> Compito da svolgere
Prosegua il brano sugli errori di programmazione a partire dall'ultima frase riportata.

> Brano fornito
****

Nella normalità della mia vita quotidiana di programmatore, se riuscissi a scrivere cento righe senza fare neanche un errore mi complimenterei con me stesso… ma la realtà è tutt’altra: non mi capita quasi mai che quello che scrivo sia corretto e funzionante come desidero già dal primo tentativo; una tale eventualità può capitarmi per cose estremamente semplici che stanno in poche righe (e a volte neanche in quei casi).
La storia dell’informatica è piena di errori di programmazione che sono stati disastrosi e funerei, errori a volte così subdoli da sfuggire ai migliori programmatori al servizio della NASA o di grandi corporation, errori che hanno comportato danni economici ingenti e morte. In questa pagina c'è riportato il codice che, poco dopo un minuto dopo il lancio (era il 1996), ha fatto esplodere un mezzo spaziale per un bug che, tutto sommato, può capitare a qualunque programmatore (tecnicamente, volendo usare la terminologia di Java di cui ci occuperemo nei prossimi articoli, è stato fatto qualcosa di molto simile a un "casting" errato). Basta cercare in Rete per trovare tracce dei bug che hanno segnato la storia dell'Informatica. Un elenco di disastri della NASA per piccoli bug è a questo link. Nel 1983 abbiamo anche rischiato un olocausto nucleare esteso a tutto il pianeta per via di un bug... la notizia venne resa pubblica nel 1990.

****

> Dati
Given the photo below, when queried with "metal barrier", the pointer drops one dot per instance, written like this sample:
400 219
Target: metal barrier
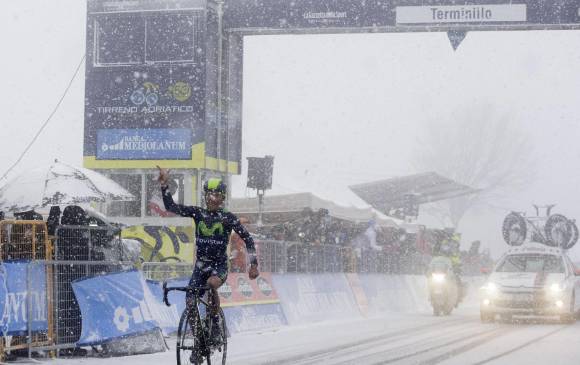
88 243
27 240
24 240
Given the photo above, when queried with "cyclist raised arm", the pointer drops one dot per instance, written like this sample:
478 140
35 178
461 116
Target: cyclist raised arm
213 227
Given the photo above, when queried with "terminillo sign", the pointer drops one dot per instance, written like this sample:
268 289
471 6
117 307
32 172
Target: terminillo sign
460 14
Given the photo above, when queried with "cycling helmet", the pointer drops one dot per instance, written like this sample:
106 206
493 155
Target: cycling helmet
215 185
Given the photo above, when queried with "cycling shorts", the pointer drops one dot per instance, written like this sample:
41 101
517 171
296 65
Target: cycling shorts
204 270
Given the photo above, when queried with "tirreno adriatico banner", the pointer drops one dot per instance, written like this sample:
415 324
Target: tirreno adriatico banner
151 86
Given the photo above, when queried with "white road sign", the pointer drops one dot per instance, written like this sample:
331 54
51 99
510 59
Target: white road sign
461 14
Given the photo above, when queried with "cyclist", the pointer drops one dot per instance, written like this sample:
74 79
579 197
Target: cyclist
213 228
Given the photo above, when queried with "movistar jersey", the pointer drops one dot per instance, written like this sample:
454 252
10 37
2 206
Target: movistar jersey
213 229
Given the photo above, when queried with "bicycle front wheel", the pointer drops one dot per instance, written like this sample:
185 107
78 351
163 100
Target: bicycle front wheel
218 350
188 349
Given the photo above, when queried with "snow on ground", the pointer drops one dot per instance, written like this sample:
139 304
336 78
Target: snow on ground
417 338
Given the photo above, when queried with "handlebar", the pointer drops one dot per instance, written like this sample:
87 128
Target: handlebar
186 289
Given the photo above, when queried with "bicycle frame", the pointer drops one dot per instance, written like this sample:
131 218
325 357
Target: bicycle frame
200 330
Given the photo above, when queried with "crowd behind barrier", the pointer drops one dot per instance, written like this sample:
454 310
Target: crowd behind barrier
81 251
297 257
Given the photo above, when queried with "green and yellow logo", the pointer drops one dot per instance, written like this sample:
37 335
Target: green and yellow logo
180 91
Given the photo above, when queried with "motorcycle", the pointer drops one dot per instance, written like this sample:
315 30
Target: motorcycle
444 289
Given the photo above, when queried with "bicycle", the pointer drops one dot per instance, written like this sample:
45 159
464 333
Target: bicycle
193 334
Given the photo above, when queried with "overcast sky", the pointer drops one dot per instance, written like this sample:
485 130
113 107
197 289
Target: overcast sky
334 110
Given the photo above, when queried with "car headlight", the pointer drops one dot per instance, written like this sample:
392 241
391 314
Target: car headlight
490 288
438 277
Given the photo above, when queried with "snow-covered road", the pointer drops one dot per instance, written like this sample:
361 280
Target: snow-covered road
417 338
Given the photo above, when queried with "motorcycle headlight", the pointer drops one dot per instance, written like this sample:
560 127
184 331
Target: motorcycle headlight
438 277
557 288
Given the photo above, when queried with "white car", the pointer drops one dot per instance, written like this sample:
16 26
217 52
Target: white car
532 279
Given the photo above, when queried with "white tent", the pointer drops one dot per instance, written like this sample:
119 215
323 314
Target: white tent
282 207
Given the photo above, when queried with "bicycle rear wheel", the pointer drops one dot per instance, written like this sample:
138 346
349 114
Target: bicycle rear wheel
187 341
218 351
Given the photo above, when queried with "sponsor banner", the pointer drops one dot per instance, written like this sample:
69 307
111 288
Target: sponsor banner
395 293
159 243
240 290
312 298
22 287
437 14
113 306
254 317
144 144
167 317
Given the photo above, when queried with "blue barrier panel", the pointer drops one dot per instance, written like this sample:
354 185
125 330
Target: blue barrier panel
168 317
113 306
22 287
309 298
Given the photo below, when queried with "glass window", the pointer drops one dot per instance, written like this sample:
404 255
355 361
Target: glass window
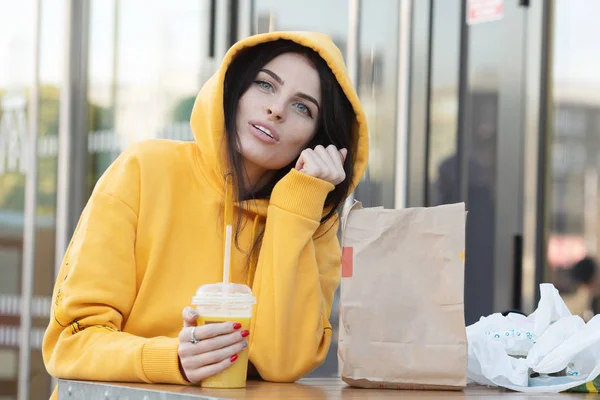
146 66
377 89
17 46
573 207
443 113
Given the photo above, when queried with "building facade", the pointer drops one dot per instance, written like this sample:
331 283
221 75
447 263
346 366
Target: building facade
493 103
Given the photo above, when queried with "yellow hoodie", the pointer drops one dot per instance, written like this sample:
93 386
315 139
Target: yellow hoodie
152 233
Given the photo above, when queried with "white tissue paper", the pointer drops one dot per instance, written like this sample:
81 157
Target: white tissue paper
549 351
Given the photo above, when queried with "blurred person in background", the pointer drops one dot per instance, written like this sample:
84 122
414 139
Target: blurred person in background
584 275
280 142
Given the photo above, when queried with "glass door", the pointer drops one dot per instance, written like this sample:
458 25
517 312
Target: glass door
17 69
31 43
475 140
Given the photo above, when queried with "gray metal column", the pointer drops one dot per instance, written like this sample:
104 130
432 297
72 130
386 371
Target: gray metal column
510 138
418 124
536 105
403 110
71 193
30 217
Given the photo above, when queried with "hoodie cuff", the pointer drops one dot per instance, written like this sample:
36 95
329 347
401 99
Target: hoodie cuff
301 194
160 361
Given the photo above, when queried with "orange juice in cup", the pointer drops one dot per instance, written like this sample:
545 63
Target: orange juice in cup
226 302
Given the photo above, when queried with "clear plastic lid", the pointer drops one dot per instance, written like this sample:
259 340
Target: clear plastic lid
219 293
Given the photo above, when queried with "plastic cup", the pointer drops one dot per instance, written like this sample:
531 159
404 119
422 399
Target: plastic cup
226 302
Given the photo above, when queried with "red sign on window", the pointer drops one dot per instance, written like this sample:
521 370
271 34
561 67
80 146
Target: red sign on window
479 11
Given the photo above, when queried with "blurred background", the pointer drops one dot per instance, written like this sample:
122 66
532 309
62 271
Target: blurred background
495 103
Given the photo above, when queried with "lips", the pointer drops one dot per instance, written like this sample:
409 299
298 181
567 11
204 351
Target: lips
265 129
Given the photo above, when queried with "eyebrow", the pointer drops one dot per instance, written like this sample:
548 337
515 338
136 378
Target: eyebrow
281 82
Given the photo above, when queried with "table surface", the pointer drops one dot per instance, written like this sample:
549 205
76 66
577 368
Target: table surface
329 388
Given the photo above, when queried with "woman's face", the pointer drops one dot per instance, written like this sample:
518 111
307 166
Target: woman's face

****

> Risposta al compito
Tornando a noi... qualcuno si è anche preso la briga di fare una stima di quanti errori di programmazioni vengano fatti mediamente. Steve McConnell, nel libro di Ingegneria del Software “Code Complete”, ormai storico (la prima edizione è degli anni '90), riportò una media a livello industriale di circa 15-50 errori ogni 1000 righe di codice e - nel caso specifico di Microsoft - conteggiò una media da 10 a 20 errori ogni 1000 righe di codice in prodotti “released”, cioè messi in commercio (fonte). Sebbene queste stime siano molto vecchie (quella di Microsoft si riferisce al 1992), il problema rimane attuale e, soprattutto, se ciò accade alle grandi aziende multinazionali con sviluppatori super-esperti (o presunti tali), figuriamoci a chi non è così esperto...
La complessità è abnorme: il browser Google Chrome è fatto da circa 7 milioni di righe di codice, il sistema operativo Android da 15 milioni, Facebook lato client (senza considerare il software lato server) da circa 60 milioni, il software di controllo delle recenti smart-car da 100 milioni, i servizi di Google, nel loro complesso, da 2 miliardi (fonti).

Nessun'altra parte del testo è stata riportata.